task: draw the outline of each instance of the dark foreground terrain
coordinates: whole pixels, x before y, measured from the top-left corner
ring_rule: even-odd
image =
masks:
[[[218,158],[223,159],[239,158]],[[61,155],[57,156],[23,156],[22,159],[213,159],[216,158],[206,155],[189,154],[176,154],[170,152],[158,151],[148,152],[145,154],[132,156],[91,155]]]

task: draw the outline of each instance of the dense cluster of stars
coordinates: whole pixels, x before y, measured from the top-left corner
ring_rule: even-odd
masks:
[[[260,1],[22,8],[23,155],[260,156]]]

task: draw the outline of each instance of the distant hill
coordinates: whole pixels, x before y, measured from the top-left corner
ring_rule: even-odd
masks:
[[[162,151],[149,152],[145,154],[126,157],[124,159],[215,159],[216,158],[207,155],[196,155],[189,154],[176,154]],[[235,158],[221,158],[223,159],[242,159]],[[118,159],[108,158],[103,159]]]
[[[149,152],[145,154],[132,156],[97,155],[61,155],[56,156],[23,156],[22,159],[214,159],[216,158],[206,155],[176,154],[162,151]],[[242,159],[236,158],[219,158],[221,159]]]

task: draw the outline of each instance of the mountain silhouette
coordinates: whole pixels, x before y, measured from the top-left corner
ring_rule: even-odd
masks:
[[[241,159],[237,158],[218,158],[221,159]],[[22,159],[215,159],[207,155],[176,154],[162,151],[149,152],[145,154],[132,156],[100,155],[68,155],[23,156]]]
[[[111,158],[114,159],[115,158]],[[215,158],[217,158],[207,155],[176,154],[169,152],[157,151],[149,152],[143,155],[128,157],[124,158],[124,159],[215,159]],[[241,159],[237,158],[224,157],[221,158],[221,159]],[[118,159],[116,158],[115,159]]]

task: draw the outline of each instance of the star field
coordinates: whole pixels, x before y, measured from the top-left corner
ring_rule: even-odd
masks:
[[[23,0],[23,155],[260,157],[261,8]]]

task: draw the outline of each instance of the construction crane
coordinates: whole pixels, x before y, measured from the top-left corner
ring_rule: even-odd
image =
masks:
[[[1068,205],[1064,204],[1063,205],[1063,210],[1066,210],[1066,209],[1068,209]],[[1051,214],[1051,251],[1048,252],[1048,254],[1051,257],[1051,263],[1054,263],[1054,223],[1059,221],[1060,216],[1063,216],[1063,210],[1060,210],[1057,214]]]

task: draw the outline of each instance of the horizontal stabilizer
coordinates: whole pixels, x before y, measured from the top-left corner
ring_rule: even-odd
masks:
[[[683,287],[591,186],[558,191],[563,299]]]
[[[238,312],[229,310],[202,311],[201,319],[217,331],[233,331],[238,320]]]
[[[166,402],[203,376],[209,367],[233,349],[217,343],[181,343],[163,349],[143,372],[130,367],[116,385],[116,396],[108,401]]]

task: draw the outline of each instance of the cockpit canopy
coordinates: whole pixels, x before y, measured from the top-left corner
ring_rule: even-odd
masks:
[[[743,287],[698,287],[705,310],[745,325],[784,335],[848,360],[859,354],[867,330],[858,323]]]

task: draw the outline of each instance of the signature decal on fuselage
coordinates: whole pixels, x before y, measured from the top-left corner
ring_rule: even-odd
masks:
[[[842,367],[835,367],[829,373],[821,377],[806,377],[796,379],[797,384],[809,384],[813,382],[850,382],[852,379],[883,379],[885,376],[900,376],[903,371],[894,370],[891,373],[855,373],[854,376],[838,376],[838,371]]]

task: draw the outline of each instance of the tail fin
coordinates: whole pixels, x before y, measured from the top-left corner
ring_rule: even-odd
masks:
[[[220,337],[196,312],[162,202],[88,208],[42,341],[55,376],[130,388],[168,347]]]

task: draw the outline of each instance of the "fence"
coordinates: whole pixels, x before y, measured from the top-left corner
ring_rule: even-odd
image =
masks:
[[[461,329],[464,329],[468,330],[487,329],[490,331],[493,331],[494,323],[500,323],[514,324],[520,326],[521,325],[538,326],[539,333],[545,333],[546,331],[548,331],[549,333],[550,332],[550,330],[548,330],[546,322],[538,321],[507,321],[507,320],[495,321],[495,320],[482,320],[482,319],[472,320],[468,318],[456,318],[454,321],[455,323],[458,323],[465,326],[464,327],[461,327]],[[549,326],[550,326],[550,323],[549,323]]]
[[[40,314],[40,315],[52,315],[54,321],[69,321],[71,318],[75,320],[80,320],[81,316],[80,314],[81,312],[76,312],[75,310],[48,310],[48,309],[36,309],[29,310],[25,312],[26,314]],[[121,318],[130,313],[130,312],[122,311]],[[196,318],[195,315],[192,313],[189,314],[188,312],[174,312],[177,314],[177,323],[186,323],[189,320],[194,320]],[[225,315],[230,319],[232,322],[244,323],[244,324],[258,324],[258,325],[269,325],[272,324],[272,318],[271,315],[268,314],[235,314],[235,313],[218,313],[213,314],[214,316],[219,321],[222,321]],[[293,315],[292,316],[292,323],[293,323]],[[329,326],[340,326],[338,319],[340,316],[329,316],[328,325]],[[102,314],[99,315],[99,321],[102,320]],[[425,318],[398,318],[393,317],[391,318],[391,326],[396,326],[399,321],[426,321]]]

....

Request: Render every line of the entries above as a Markdown table with the columns Row and Line. Number the rows in order and omit the blank lines.

Task response:
| Row | Line |
|---|---|
| 1 | task: draw the outline of each instance of the dark foreground terrain |
| 2 | coordinates: whole pixels, x before y, measured from the top-left corner |
| 3 | ring_rule: even-odd |
| 4 | image = |
| 5 | masks: |
| 6 | [[[218,158],[223,159],[239,158]],[[61,155],[57,156],[23,156],[22,159],[213,159],[216,158],[206,155],[189,154],[176,154],[170,152],[158,151],[148,152],[145,154],[132,156],[91,155]]] |
| 7 | task: draw the outline of each instance of the dense cluster of stars |
| 8 | coordinates: whole pixels, x before y, measured from the top-left corner |
| 9 | ring_rule: even-odd |
| 10 | masks: |
| 11 | [[[260,1],[22,8],[23,155],[260,156]]] |
| 12 | task: draw the outline of each instance of the distant hill |
| 13 | coordinates: whole pixels, x before y, measured from the top-left corner |
| 14 | ring_rule: even-odd |
| 15 | masks: |
| 16 | [[[162,151],[149,152],[145,154],[126,157],[124,159],[215,159],[216,158],[207,155],[196,155],[189,154],[176,154]],[[235,158],[221,158],[223,159],[242,159]],[[118,159],[108,158],[103,159]]] |
| 17 | [[[149,152],[145,154],[132,156],[97,155],[61,155],[56,156],[23,156],[22,159],[214,159],[216,158],[206,155],[176,154],[162,151]],[[242,159],[236,158],[219,158],[221,159]]] |
| 18 | task: draw the outline of each instance of the mountain silhouette |
| 19 | coordinates: whole pixels, x before y, measured from the top-left corner |
| 20 | ring_rule: even-odd |
| 21 | masks: |
| 22 | [[[241,159],[237,158],[218,158],[221,159]],[[22,159],[215,159],[207,155],[176,154],[162,151],[149,152],[145,154],[132,156],[100,155],[68,155],[23,156]]] |
| 23 | [[[111,158],[114,159],[115,158]],[[215,158],[217,158],[207,155],[176,154],[169,152],[157,151],[149,152],[143,155],[128,157],[124,158],[124,159],[215,159]],[[241,159],[237,158],[224,157],[221,158],[221,159]],[[118,159],[116,158],[115,159]]] |
| 24 | task: draw the outline of each instance of the star field |
| 25 | coordinates: whole pixels, x before y, measured from the top-left corner |
| 26 | ring_rule: even-odd |
| 27 | masks: |
| 28 | [[[23,0],[23,155],[260,157],[261,8]]] |
| 29 | task: draw the outline of each instance of the construction crane |
| 30 | coordinates: whole pixels, x before y, measured from the top-left corner |
| 31 | ring_rule: even-odd |
| 32 | image = |
| 33 | masks: |
| 34 | [[[1068,205],[1064,204],[1063,205],[1063,210],[1066,210],[1066,209],[1068,209]],[[1051,214],[1051,251],[1048,252],[1048,254],[1051,257],[1051,263],[1054,263],[1054,223],[1059,221],[1060,216],[1063,216],[1063,210],[1060,210],[1057,214]]] |
| 35 | task: draw the outline of each instance of the horizontal stabilizer |
| 36 | coordinates: whole pixels, x before y, measured from the top-left corner |
| 37 | ring_rule: even-odd |
| 38 | masks: |
| 39 | [[[683,287],[591,186],[558,191],[563,299]]] |
| 40 | [[[238,312],[229,310],[202,311],[201,319],[217,331],[233,331],[238,320]]] |
| 41 | [[[166,402],[203,376],[209,367],[233,349],[217,343],[181,343],[163,349],[143,372],[130,367],[116,385],[116,396],[108,401]]] |
| 42 | task: draw the outline of each instance of the cockpit canopy |
| 43 | coordinates: whole pixels, x before y, measured from the top-left corner |
| 44 | ring_rule: even-odd |
| 45 | masks: |
| 46 | [[[743,287],[698,287],[705,310],[745,325],[784,335],[848,360],[859,354],[867,330],[858,323]]] |
| 47 | task: draw the outline of each instance of the signature decal on fuselage |
| 48 | coordinates: whole pixels, x before y, measured from the top-left corner |
| 49 | ring_rule: even-odd |
| 50 | masks: |
| 51 | [[[842,367],[835,367],[829,373],[821,377],[806,377],[796,379],[797,384],[809,384],[813,382],[850,382],[852,379],[883,379],[885,376],[900,376],[903,371],[894,370],[891,373],[855,373],[854,376],[838,376],[838,371]]] |
| 52 | task: draw the outline of each instance of the tail fin |
| 53 | coordinates: whole pixels, x before y, measured from the top-left corner |
| 54 | ring_rule: even-odd |
| 55 | masks: |
| 56 | [[[220,337],[196,312],[162,202],[88,208],[42,341],[55,376],[130,388],[168,347]]] |
| 57 | task: draw the outline of each instance of the "fence" |
| 58 | coordinates: whole pixels, x before y, measured from the top-left corner |
| 59 | ring_rule: even-odd |
| 60 | image = |
| 61 | masks: |
| 62 | [[[461,329],[464,329],[468,330],[487,329],[490,331],[493,331],[494,323],[500,323],[514,324],[520,326],[521,325],[538,326],[539,333],[545,333],[546,331],[548,331],[549,333],[550,332],[550,330],[548,330],[546,322],[538,321],[507,321],[507,320],[495,321],[495,320],[482,320],[482,319],[472,320],[468,318],[456,318],[454,321],[455,323],[458,323],[465,326],[464,327],[461,327]],[[549,326],[550,326],[550,323],[549,323]]] |
| 63 | [[[40,314],[40,315],[52,315],[54,321],[69,321],[71,318],[75,320],[80,320],[81,316],[80,314],[81,312],[76,312],[75,310],[48,310],[48,309],[36,309],[29,310],[25,312],[26,314]],[[121,318],[130,313],[130,312],[122,311]],[[196,318],[195,315],[192,313],[189,314],[188,312],[174,312],[177,314],[177,323],[186,323],[189,320],[194,320]],[[225,315],[230,319],[232,322],[244,323],[244,324],[258,324],[258,325],[269,325],[272,324],[272,318],[271,315],[268,314],[235,314],[235,313],[218,313],[213,314],[214,316],[219,321],[222,321]],[[293,315],[292,316],[292,323],[293,323]],[[329,326],[340,326],[338,319],[340,316],[329,316],[328,325]],[[102,314],[99,315],[99,321],[102,320]],[[425,318],[398,318],[393,317],[391,318],[391,326],[396,326],[399,321],[426,321]]] |